### TASK DESCRIPTION
Work out how many lines in the entries below include the word "water", and give only that figure.

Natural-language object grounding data
————————

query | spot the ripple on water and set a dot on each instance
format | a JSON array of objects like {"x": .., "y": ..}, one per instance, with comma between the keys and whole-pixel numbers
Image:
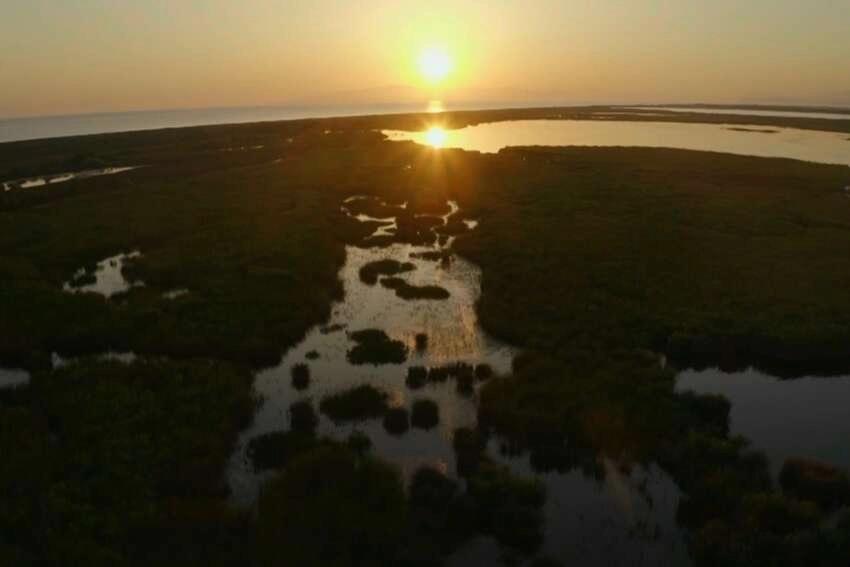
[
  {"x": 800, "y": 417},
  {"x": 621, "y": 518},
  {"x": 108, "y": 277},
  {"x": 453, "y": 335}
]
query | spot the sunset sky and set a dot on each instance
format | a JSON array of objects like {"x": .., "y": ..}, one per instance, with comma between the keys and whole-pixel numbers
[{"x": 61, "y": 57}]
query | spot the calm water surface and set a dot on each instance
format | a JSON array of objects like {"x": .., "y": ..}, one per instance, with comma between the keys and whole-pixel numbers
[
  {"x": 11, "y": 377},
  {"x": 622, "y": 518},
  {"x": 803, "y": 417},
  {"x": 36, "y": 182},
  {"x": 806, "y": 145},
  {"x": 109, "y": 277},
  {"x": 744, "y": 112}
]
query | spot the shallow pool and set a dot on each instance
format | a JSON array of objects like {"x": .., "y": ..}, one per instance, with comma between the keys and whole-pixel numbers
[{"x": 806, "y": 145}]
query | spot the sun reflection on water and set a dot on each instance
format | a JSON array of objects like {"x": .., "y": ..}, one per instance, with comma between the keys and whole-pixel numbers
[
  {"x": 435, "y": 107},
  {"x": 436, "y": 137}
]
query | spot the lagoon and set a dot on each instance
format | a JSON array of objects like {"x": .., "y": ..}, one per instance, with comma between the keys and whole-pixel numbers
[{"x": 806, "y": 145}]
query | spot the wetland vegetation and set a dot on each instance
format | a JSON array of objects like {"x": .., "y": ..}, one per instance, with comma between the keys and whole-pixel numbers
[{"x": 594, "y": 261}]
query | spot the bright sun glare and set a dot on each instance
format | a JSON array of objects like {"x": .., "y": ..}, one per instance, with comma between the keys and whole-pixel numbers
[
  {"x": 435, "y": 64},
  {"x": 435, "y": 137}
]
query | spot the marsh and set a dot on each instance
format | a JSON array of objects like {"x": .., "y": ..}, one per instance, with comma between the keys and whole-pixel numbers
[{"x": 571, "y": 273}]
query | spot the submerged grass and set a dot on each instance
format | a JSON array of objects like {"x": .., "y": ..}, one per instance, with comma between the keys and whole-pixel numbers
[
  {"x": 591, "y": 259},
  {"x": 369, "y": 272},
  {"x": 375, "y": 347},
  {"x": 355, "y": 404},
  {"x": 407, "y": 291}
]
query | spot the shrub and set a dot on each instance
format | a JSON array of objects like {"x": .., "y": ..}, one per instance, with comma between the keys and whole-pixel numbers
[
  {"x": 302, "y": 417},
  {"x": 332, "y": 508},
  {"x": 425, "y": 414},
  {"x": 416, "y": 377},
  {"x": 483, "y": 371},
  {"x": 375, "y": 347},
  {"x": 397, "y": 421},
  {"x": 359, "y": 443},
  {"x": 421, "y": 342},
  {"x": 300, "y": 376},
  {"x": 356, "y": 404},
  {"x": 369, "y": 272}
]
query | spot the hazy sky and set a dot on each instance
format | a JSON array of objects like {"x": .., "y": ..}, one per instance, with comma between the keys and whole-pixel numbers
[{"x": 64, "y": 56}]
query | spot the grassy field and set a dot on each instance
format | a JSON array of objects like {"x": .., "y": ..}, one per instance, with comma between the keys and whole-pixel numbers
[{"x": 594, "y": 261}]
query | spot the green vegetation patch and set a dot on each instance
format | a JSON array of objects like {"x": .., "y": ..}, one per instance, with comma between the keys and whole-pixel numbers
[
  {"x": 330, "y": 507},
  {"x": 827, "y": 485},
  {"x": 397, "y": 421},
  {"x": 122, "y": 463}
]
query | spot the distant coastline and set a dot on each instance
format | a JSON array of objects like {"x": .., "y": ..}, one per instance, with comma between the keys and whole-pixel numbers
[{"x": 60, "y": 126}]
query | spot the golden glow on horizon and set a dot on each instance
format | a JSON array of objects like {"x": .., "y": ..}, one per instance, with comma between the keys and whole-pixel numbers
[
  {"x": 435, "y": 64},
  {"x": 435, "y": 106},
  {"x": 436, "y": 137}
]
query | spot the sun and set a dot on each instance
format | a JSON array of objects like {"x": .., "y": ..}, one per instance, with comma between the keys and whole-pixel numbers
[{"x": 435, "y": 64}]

————————

### WRITTEN SOLUTION
3